● **What is expected**
Only lines holding "head" are needed; copy each of them from the data below.

--- --- ---

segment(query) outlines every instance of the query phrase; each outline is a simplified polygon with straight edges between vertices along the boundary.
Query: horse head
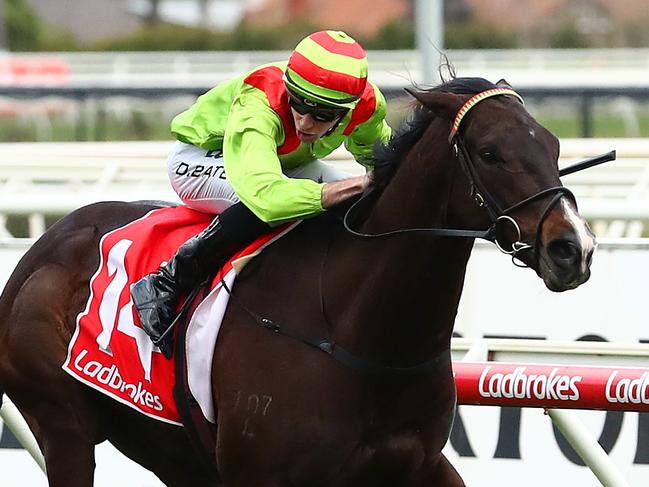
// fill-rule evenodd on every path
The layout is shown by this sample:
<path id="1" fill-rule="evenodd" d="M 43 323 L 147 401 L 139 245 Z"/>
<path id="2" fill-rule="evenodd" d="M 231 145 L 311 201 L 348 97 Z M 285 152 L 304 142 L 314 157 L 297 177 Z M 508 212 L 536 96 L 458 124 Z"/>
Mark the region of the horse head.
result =
<path id="1" fill-rule="evenodd" d="M 450 152 L 443 226 L 473 229 L 473 236 L 495 242 L 552 291 L 588 280 L 594 235 L 559 179 L 558 139 L 520 96 L 502 80 L 494 85 L 481 78 L 410 93 L 420 104 L 414 123 L 421 137 L 406 159 L 425 164 L 422 154 Z M 445 147 L 439 137 L 427 137 L 429 130 L 439 132 L 439 123 L 446 127 Z"/>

--- --- ---

● **Solution for this task**
Query: horse head
Mark the region of the horse head.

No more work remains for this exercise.